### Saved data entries

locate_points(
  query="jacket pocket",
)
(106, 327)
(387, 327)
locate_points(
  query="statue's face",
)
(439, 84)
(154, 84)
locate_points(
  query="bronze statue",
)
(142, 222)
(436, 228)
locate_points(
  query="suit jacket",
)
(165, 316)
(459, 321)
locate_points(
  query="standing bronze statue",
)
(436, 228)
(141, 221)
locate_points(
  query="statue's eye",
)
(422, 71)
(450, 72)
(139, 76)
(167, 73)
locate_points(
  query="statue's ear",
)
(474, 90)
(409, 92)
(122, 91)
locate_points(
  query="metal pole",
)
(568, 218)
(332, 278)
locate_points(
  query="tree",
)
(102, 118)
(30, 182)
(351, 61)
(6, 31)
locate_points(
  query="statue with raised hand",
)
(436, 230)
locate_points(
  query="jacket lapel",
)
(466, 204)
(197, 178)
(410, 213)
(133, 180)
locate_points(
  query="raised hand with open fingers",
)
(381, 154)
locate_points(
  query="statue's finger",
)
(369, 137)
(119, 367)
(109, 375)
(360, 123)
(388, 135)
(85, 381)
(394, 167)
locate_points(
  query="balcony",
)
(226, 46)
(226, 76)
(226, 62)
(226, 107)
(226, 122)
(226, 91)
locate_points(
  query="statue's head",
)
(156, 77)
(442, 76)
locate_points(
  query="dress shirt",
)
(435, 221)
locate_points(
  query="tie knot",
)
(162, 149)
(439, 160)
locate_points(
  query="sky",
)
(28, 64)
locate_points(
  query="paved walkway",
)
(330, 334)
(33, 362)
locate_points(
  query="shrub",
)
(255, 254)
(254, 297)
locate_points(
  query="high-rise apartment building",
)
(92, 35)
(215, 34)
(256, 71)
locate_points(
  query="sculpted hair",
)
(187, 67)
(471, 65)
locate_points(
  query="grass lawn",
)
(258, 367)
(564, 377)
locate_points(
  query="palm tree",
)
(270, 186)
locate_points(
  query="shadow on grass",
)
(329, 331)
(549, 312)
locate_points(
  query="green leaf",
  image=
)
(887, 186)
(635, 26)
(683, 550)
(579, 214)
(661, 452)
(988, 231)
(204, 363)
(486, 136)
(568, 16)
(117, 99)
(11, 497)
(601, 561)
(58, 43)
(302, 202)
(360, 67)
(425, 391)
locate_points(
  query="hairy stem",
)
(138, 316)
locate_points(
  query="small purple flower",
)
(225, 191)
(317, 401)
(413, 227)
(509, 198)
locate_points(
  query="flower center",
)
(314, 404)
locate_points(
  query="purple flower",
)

### THE TASK
All of the data above should be reproduced exactly, with nothing left out.

### ANSWER AREA
locate_points(
  query="jacket pocket",
)
(106, 327)
(387, 327)
locate_points(
  query="statue's face",
)
(439, 84)
(154, 84)
locate_points(
  query="bronze statue",
)
(142, 222)
(436, 228)
locate_points(
  query="suit jacket",
)
(165, 316)
(459, 321)
locate_points(
  query="standing bronze statue",
)
(436, 228)
(141, 221)
locate_points(
  query="statue's eye",
)
(422, 71)
(450, 72)
(139, 76)
(167, 73)
locate_points(
  query="statue's ear",
)
(474, 90)
(409, 92)
(122, 91)
locate_points(
  query="metal pole",
)
(568, 218)
(332, 278)
locate_points(
  query="tree",
)
(102, 118)
(30, 182)
(351, 61)
(6, 31)
locate_points(
  query="statue with raised hand",
)
(436, 230)
locate_points(
  query="jacket lapel",
)
(466, 204)
(197, 178)
(410, 213)
(133, 180)
locate_points(
  query="raised hand with open fingers",
)
(381, 154)
locate_points(
  query="statue's finger",
)
(369, 137)
(119, 367)
(109, 375)
(360, 123)
(388, 135)
(85, 381)
(394, 167)
locate_points(
  query="balcony",
)
(226, 46)
(226, 76)
(226, 62)
(226, 107)
(226, 122)
(226, 91)
locate_points(
  query="statue's head",
)
(156, 77)
(442, 76)
locate_points(
  query="dress shirt",
)
(435, 221)
locate_points(
  query="tie knot",
)
(162, 149)
(439, 160)
locate_points(
  query="sky",
)
(28, 64)
locate_points(
  query="paved walkway",
)
(330, 334)
(33, 362)
locate_points(
  query="shrub",
)
(255, 254)
(254, 297)
locate_points(
  query="high-rise apartment building",
)
(92, 35)
(215, 34)
(256, 71)
locate_points(
  query="sculpted hair",
)
(187, 67)
(471, 65)
locate_points(
  query="grass lawn",
)
(258, 367)
(564, 377)
locate_points(
  query="palm tree",
)
(270, 186)
locate_points(
  query="shadow on grass",
)
(329, 331)
(549, 312)
locate_points(
  query="green leaf",
  image=
)
(887, 186)
(635, 26)
(683, 550)
(579, 214)
(661, 452)
(988, 231)
(204, 363)
(486, 136)
(568, 16)
(117, 99)
(11, 497)
(601, 561)
(58, 43)
(302, 202)
(360, 67)
(425, 391)
locate_points(
  query="hairy stem",
)
(138, 316)
locate_points(
  query="small purple flower",
)
(225, 191)
(317, 401)
(413, 227)
(509, 198)
locate_points(
  query="flower center",
)
(314, 404)
locate_points(
  query="purple flower",
)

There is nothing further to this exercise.